== Data items ==
——————

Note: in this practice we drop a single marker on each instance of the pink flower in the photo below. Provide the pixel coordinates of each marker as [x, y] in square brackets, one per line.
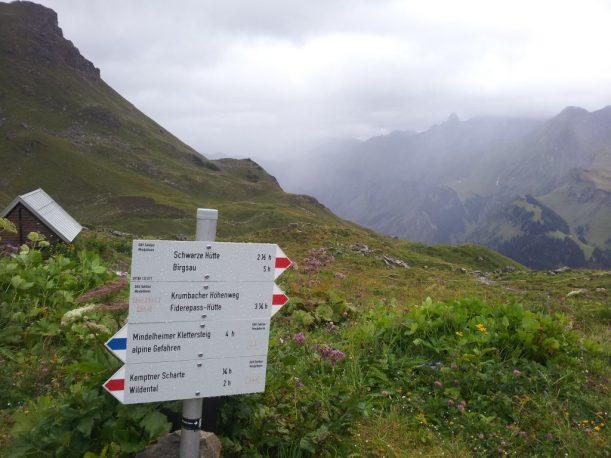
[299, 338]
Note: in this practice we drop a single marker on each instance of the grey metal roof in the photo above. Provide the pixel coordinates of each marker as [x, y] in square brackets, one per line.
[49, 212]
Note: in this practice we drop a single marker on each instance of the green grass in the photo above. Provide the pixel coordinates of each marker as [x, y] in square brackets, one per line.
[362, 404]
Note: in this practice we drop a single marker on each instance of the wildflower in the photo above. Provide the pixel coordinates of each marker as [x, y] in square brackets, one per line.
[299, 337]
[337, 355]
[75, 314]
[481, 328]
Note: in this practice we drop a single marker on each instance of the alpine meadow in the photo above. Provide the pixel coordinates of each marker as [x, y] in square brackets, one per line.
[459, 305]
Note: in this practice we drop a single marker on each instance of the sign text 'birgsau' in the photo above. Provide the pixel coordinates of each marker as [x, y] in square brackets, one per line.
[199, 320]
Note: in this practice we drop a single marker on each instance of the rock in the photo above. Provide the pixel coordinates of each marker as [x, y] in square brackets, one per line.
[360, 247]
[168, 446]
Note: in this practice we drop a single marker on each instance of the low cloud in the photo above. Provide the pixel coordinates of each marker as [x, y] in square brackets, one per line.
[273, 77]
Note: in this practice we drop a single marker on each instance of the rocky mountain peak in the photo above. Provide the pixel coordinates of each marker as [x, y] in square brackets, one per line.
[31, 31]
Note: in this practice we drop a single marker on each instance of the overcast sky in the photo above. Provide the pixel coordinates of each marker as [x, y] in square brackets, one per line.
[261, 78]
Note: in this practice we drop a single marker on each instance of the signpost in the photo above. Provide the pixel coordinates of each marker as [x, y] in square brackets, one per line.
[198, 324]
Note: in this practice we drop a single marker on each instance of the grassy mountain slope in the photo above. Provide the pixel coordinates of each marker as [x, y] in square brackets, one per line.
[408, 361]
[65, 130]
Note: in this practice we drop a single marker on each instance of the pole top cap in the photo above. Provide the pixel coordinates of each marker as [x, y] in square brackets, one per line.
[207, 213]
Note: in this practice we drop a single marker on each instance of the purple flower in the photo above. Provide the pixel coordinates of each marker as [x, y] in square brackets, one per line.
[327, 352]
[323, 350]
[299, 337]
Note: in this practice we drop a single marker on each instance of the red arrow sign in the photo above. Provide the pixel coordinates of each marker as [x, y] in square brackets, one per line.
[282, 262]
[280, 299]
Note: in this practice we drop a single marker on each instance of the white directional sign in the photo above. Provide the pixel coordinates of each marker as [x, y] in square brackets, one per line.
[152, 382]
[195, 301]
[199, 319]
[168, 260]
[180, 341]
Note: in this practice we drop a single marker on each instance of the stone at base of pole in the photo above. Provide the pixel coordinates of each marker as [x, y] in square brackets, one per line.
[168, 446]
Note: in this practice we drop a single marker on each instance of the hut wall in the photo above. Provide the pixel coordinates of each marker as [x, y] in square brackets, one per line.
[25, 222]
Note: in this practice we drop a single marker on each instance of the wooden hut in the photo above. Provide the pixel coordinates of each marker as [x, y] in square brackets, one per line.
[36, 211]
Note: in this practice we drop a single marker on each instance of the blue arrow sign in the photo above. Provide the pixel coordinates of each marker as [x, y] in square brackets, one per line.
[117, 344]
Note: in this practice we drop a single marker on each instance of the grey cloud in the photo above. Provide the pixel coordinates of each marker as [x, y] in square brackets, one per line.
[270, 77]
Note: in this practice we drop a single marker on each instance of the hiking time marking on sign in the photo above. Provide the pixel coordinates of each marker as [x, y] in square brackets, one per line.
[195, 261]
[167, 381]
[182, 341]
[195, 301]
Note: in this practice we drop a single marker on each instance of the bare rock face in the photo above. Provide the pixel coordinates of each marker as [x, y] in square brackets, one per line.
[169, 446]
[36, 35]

——————

== The request ==
Everything from the line containing "the hut wall" through the final line of the listing, inclusive, must be reproduced exactly; leave out the rest.

== Written answer ==
Note: in this practice we drop a single marker on each instance of the hut wall in the photo above. Provide the pixel coordinates of each marker as [x, y] in square brackets, one per line.
[25, 222]
Note: in this practice we drop a single marker on each instance of the wooden hut in the photo above. Provide the pixel coordinates of each marker as [x, y] in square brackets, one per line.
[36, 211]
Note: in this practice we drop a single marker on each instance of the blue arrow sign in the photo above. Provide the pixel coordinates of each marker as [x, y] in square brackets, one per line.
[117, 344]
Note: in this practice we drop a single marker on each instance of the grey cloud in the photo above. Provide the pixel coordinates of each marker as [x, y] in square brackets, one per line.
[270, 77]
Note: in this practice we drop a single marker on each instance of the hiking time marking on sign in the photo above. Provide the pixel coordinates of each marker as [x, y] in square brackets, one per line.
[195, 261]
[167, 381]
[182, 341]
[195, 301]
Note: in this practice we drop a single marker on each instance of the bare rock face in the photo above. Provide the pixel coordinates of each marker as [x, y] in square brackets, one per line.
[169, 446]
[36, 35]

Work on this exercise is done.